_PROBLEM 1_:
Please copy the part of the smooth muscle cell abstract that opens with the words containing "We aimed at" and closes with "complex cardiovascular diseases.".
_PROBLEM 2_:
In the smooth muscle cell abstract, how many days long was the differentiation protocol?
_PROBLEM 3_:
Continue the smooth muscle cell abstract from where it stops.

_TEXT PROVIDED_:
--------

Epigenetic and phenotypic characterization of iPSCs-derived smooth muscle cells: towards a cellular model for complex arterial diseases

Type of funding sources: Public Institution(s). Main funding source(s): European Research Council

Smooth muscle cells (SMCs) capacity to switch between proliferative (synthetic) and quiescent (contractile) phenotypes is a widely studied mechanism in cardiovascular disease. Primary SMCs tend to lose many physiological features in culture, which makes the study of their contractile function challenging. Recently, an optimized protocol of induced pluripotent stem cells (iPSCs) differentiation into contractile SMCs was described.

We aimed at obtaining a deep characterization of cellular phenotypes during the differentiation into synthetic or contractile SMCs, and evaluate these cellular models in the context of complex cardiovascular diseases.

We differentiated 4 human iPSC lines (2 males, 2 females) towards either contractile (Repsox induced) or synthetic (PDGF-BB/TGF-β induced) SMC phenotypes using a 24-days protocol (Figure). We performed RNA-Seq and assay for transposase accessible chromatin (ATAC)-Seq at 6 time points of differentiation. We compared gene expression and open chromatin profiles between them and to existing datasets of primary human SMCs and artery tissues. We characterized the extracellular matrix (matrisome) generated by SMCs using mass spectrometry.

--------

_DATA LISTING_:
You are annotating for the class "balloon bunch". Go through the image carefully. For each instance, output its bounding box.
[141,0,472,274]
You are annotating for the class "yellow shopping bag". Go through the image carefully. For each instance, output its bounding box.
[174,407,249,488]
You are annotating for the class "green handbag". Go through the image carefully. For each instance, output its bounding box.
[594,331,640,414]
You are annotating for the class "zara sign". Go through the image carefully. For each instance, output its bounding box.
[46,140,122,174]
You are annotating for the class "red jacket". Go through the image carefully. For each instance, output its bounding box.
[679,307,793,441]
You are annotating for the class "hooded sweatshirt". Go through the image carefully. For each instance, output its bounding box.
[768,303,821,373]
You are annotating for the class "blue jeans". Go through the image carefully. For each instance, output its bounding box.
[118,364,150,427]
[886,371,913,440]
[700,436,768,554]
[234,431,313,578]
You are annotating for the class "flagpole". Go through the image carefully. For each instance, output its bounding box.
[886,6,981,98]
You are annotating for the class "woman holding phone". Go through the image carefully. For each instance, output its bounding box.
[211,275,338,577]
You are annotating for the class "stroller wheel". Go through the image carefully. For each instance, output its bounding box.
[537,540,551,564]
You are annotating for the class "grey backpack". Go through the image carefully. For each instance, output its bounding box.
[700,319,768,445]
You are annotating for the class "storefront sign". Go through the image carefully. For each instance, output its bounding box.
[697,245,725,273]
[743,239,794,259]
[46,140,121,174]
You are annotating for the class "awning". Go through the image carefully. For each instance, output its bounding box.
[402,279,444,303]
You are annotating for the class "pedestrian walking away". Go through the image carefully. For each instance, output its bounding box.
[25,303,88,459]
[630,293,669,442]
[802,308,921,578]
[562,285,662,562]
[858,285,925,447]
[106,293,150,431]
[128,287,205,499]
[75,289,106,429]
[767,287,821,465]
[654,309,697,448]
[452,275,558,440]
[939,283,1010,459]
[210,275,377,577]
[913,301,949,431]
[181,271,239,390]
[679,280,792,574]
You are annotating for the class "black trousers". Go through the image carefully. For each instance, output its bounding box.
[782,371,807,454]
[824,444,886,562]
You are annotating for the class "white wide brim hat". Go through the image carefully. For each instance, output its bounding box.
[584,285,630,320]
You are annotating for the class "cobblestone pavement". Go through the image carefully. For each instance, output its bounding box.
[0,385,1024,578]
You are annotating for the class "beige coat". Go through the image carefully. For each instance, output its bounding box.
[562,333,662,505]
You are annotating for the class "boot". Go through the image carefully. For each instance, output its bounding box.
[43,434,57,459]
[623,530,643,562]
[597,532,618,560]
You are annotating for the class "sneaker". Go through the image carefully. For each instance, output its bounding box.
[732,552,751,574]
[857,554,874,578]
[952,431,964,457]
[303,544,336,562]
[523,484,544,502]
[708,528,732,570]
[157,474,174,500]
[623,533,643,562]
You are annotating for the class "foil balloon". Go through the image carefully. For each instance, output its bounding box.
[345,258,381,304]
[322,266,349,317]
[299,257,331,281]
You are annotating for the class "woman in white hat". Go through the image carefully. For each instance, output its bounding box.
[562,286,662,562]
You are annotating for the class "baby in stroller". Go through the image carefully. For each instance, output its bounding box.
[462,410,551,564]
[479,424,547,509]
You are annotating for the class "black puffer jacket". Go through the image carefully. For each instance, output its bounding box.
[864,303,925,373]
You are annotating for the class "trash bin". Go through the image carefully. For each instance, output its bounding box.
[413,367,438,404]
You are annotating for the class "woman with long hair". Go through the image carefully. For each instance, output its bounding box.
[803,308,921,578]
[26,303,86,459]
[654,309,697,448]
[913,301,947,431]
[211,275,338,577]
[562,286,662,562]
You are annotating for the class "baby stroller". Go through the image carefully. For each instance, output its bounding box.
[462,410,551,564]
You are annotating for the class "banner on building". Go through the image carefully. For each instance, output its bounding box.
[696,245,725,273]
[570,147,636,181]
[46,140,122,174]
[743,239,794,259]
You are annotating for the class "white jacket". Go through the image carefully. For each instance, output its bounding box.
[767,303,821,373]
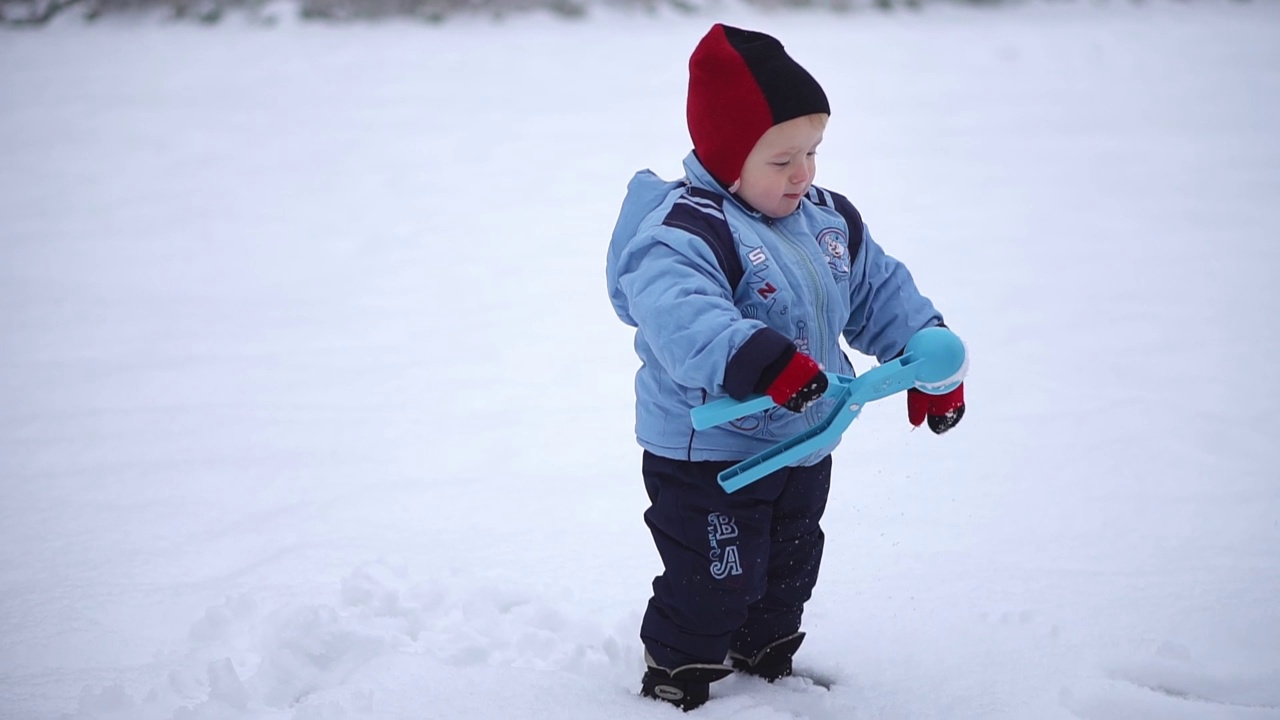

--------

_WRITTEN REPLY 1_:
We aimed at obtaining a deep characterization of cellular phenotypes during the differentiation into synthetic or contractile SMCs, and evaluate these cellular models in the context of complex cardiovascular diseases.

_WRITTEN REPLY 2_:
24 days.

_WRITTEN REPLY 3_:
iPSCs derived SMCs showed expected morphology and positive expression of SMC markers. Synthetic SMCs exhibited greater capacity of proliferation, migration, lower contractility and calcium release capacity, compared to contractile SMCs. RNA-Seq results showed that multiple disease-associated genes involved in the contractile function of arteries, including smooth-muscle myosin heavy chain (MYH11), myosin light chain kinase (MYLK) and angiotensin type 1 receptor (AGTR1) genes, were highly expressed in contractile compared to synthetic SMCs. Interestingly, multiple genes coding for extracellular matrix components were also enriched in contractile SMCs. Matrisome characterization confirmed that contractile SMCs generated a rich extracellular matrix, compared to synthetic cells.  Analysis of transcriptomic and open chromatin profiles suggests contractile SMCs retained a higher level of activity for transcription factors involved in vascular smooth muscle development. Synthetic SMCs however presented open chromatin profiles similar to cultured primary SMCs. Open chromatin regions of contractile SMCs were highly enriched for variants associated with vascular diseases such as hypertension and intracranial aneurysm, whereas synthetic SMCs were more enriched for variants associated to peripheral artery disease and aortic aneurysm.

Differentiation of SMCs from iPSCs using two complementary protocols provides valid cellular models suitable for the study of a variety of vascular diseases. Utilization of these cells in combination with genome-editing tools is a promising approach to the study of complex regulatory mechanisms at genetic risk loci while considering phenotypic variability of arterial cellular components.